Text shown:

____________

2/13/09 – Last two judicial bribery defendants sentenced
Alyssa Schnugg
Staff Writer

The last two defendants in what’s been branded the Scruggs I judicial bribery case were sentenced to spend 24 months in federal prison for their roles in the scheme to bribe a circuit court judge.

Timothy Balducci and Steven Patterson both appeared before U.S. District Court Judge Neal B. Biggers this morning at the Federal Courthouse in Oxford.

Both men pleaded guilty a year ago to a charge of conspiring with Richard “Dickie” Scruggs, his son and attorney Zach Scruggs and his law partner Sidney Backstrom to bribe Circuit Court Judge Henry Lackey with $40,000 for a favorable ruling in a lawsuit against the elder Scruggs involving legal fees in Hurricane Katrina related litigation.

____________

(Dataset records)
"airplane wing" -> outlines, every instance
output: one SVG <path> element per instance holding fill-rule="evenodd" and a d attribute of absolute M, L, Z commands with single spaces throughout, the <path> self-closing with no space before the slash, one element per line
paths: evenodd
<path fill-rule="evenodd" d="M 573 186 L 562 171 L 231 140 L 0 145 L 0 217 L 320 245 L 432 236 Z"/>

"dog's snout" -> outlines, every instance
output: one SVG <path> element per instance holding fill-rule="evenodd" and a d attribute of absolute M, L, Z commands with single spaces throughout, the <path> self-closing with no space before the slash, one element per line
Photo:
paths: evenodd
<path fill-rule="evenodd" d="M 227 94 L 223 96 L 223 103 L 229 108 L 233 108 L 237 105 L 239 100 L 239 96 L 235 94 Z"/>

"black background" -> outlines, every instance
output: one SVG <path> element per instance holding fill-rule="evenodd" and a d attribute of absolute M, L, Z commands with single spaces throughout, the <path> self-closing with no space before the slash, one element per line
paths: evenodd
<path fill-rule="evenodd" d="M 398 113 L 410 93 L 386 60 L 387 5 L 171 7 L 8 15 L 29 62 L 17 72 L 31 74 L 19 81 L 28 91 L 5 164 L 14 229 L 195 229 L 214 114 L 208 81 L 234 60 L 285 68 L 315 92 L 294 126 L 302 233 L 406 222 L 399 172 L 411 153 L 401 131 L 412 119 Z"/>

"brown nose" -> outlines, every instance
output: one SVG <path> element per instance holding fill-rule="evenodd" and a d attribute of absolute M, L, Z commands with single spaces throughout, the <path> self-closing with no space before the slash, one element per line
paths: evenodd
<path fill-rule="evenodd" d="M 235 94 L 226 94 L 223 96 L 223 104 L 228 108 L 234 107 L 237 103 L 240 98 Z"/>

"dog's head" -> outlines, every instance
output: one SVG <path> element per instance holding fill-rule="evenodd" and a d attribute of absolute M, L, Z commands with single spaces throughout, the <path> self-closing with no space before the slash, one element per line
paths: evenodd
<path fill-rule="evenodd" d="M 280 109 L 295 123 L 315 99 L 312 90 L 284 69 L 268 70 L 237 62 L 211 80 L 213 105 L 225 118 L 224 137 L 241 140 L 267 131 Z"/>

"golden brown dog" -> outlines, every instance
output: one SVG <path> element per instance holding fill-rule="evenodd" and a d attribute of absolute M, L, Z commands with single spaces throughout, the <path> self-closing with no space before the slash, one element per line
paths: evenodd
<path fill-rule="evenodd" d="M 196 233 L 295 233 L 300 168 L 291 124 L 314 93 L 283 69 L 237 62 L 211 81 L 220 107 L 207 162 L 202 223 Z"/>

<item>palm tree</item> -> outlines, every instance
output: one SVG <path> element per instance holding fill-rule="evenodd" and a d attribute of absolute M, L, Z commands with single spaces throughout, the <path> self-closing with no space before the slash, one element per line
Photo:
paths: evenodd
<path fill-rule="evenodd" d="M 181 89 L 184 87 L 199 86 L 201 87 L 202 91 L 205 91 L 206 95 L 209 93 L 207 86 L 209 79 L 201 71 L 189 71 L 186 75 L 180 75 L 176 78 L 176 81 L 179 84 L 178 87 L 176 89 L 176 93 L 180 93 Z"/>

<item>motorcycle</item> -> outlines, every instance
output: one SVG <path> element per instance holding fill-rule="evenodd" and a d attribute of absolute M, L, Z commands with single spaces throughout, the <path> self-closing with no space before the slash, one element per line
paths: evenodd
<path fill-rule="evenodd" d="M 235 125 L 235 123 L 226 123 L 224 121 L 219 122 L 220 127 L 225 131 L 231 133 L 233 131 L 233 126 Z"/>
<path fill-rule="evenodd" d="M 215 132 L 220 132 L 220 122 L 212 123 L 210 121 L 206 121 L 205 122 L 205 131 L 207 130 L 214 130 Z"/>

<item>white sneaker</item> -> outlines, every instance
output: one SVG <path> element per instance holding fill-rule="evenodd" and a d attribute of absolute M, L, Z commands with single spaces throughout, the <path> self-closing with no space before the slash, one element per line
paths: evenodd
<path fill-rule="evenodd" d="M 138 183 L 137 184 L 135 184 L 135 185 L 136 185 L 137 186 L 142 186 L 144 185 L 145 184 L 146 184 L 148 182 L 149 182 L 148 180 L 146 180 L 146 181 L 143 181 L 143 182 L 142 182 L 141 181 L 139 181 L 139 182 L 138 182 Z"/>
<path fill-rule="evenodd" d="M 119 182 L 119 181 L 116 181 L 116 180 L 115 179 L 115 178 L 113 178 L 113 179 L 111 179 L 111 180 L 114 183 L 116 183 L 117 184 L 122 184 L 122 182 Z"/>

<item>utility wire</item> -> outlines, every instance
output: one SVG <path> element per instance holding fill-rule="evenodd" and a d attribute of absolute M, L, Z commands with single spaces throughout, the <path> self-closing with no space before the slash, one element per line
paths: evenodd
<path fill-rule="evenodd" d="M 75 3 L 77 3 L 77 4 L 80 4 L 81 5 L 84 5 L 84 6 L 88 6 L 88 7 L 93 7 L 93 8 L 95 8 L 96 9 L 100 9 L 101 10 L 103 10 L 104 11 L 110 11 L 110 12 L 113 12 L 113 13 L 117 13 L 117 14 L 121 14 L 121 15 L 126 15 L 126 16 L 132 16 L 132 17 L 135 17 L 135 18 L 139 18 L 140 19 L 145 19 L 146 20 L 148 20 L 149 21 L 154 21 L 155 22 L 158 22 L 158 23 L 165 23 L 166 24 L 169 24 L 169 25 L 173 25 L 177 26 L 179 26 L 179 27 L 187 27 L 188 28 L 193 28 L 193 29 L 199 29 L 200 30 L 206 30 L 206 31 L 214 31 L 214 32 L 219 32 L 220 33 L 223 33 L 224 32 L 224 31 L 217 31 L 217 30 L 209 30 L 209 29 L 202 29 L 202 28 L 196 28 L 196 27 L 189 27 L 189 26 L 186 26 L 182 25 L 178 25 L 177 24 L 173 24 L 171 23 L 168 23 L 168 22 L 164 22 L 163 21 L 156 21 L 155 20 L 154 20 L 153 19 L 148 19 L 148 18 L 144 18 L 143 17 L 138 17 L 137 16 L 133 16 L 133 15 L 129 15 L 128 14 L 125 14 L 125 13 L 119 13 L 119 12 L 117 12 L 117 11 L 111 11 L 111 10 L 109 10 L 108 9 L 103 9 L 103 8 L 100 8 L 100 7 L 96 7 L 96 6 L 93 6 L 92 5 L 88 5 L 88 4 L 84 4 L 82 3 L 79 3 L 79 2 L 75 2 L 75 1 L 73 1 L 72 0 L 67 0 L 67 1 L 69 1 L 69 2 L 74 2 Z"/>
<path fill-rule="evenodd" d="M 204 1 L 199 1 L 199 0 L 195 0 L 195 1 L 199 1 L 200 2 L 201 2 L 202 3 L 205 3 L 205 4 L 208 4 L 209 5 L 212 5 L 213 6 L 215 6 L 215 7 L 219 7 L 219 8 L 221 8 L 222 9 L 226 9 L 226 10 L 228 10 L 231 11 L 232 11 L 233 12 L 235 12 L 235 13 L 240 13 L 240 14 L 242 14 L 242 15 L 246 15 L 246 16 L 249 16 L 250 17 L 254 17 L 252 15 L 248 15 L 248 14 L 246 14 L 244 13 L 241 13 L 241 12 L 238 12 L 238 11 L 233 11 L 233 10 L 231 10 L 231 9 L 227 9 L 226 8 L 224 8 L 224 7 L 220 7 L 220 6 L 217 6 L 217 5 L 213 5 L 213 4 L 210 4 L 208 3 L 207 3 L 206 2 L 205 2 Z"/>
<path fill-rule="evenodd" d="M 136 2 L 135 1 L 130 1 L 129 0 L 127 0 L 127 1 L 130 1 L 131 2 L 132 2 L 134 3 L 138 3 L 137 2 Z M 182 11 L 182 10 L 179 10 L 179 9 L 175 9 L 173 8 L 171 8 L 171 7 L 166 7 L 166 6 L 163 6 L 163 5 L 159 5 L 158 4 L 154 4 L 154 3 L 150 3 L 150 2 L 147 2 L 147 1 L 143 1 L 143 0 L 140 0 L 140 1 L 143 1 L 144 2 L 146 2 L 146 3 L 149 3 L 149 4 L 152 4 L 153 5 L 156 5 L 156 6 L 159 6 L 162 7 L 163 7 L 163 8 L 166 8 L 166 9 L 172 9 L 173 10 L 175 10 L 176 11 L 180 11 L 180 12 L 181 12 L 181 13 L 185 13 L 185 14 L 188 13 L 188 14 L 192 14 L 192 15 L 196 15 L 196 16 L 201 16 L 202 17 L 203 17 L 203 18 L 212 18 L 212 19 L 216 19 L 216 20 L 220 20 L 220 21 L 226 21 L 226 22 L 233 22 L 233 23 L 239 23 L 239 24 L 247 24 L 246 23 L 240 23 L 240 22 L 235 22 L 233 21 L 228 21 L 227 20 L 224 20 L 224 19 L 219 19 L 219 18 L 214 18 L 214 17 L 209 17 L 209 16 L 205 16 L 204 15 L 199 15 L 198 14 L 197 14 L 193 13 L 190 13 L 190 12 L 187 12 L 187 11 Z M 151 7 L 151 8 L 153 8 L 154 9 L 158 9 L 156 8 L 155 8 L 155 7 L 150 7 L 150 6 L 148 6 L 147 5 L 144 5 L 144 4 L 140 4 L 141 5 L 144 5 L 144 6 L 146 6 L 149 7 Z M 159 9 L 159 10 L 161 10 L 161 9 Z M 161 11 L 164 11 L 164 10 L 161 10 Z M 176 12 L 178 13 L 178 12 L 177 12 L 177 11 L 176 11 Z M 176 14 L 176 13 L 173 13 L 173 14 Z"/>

____________

Given instruction 1: Repeat the part of the sentencing article between "2/13/09 – Last" and "circuit court judge.", inclusive.
Given instruction 2: According to the sentencing article, how much money was offered to Circuit Court Judge Henry Lackey?
Given instruction 3: Decide whether each statement agrees with the sentencing article, answering yes or no and quoting the words that settle it: (a) Timothy Balducci and Steven Patterson were each sentenced to 24 months in federal prison. (b) The two men appeared before Judge Henry Lackey for sentencing. (c) Both men pleaded guilty a year ago.

Task output 1:
2/13/09 – Last two judicial bribery defendants sentenced
Alyssa Schnugg
Staff Writer

The last two defendants in what’s been branded the Scruggs I judicial bribery case were sentenced to spend 24 months in federal prison for their roles in the scheme to bribe a circuit court judge.

Task output 2: $40,000

Task output 3:
(a) Yes: "were sentenced to spend 24 months in federal prison"
(b) No: "appeared before U.S. District Court Judge Neal B. Biggers"
(c) Yes: "Both men pleaded guilty a year ago"